▶ _The task_
Please swap "Target" for "Label" in the part of the items that opens with the line containing "Where can you see the dragonfly eye" and closes with the line containing "column 409, row 311". Return only those lines, with nothing else changed.

▶ _Raw data_
start

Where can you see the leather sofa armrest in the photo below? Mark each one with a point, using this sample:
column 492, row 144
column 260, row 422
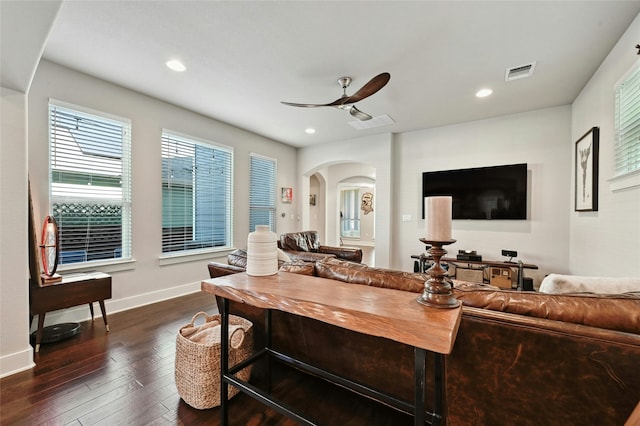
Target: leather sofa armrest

end
start

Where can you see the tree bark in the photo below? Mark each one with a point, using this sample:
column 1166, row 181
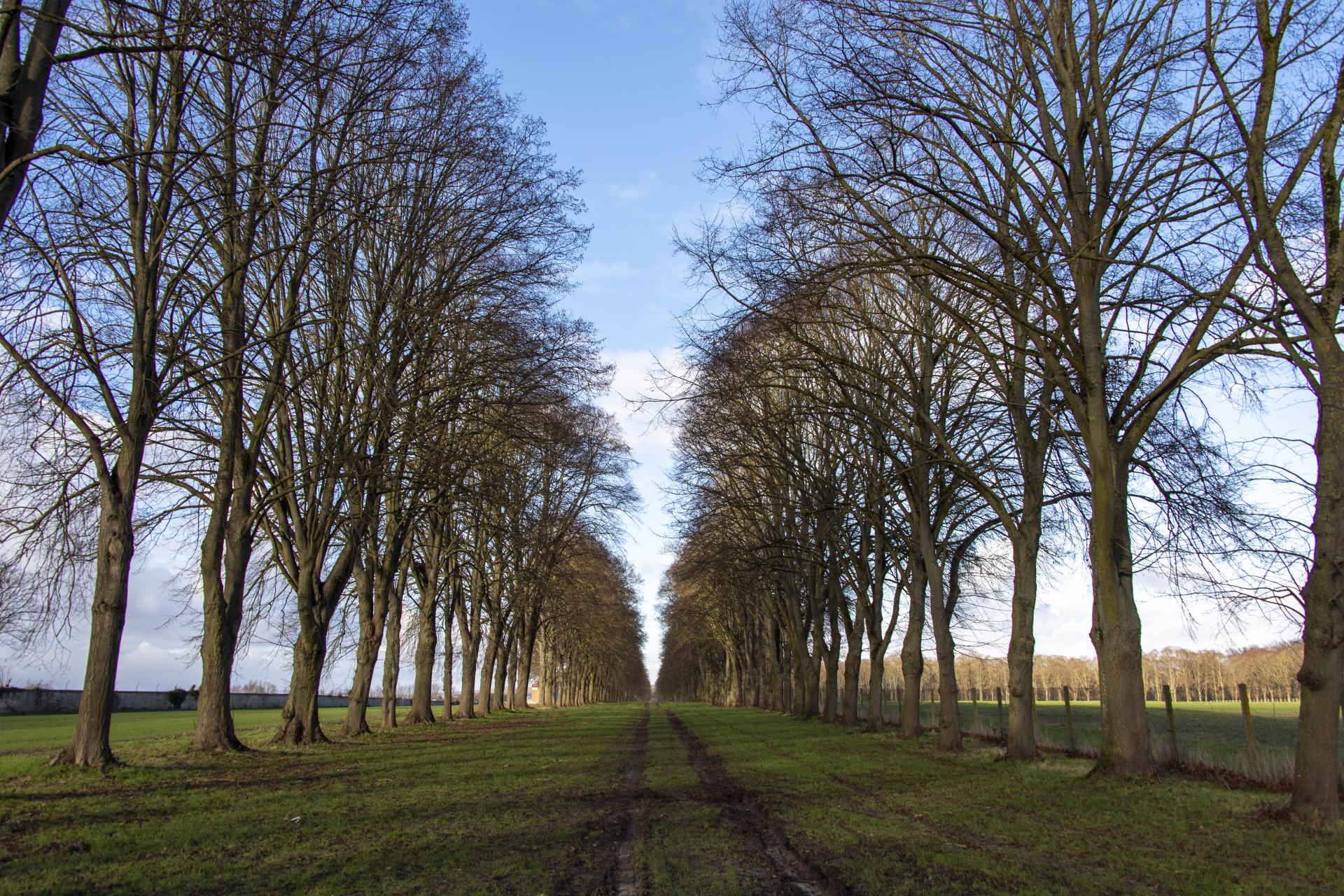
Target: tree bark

end
start

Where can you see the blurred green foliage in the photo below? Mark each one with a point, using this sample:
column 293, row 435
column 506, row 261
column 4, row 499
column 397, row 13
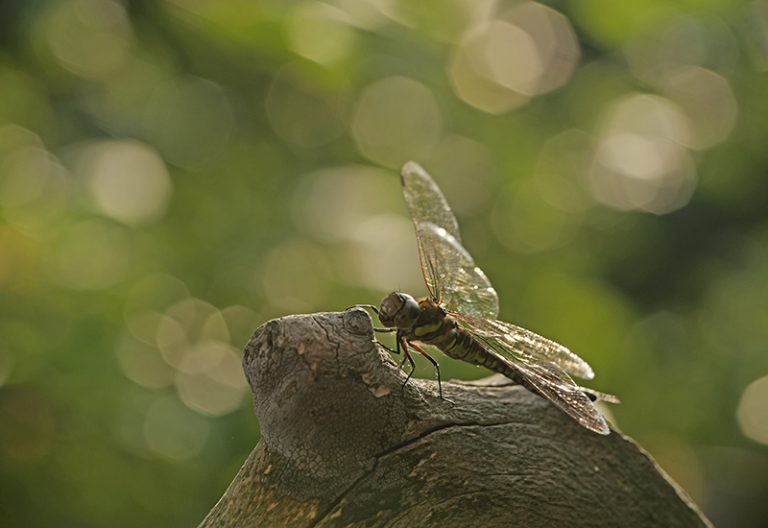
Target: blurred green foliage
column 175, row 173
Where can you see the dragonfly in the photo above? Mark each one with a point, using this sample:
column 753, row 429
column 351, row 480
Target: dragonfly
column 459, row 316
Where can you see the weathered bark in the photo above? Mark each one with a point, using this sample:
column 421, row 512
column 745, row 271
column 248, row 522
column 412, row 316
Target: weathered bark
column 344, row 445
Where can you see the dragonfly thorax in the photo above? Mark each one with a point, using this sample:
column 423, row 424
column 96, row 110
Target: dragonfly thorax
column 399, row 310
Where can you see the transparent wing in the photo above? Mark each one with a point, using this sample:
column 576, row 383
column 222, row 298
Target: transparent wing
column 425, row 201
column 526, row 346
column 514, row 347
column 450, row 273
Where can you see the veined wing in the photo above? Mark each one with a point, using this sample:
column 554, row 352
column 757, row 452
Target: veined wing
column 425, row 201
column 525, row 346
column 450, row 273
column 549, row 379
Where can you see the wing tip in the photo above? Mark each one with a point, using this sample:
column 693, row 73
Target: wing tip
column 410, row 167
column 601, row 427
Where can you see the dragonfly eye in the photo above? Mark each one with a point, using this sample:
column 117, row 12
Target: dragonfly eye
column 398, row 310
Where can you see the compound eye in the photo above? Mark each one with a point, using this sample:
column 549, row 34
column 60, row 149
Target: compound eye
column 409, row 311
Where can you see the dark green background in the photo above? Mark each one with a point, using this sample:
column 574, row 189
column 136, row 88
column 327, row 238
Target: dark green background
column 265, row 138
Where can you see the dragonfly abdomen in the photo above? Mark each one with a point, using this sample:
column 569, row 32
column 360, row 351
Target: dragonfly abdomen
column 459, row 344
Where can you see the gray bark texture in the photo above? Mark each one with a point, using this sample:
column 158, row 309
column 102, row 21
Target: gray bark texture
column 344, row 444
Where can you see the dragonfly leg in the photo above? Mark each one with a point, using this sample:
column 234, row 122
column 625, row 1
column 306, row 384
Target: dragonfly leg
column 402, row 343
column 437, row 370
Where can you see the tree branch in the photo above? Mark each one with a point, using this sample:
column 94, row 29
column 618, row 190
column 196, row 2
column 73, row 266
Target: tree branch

end

▶ _The output_
Where can you see the dragonfly eye in the photo above? Mark each one with a point, using this sample:
column 117, row 12
Label: dragonfly eye
column 398, row 310
Where can you see the compound eye in the photo above? Mark each one with a point, using this sample:
column 549, row 34
column 60, row 149
Label: compound eye
column 409, row 311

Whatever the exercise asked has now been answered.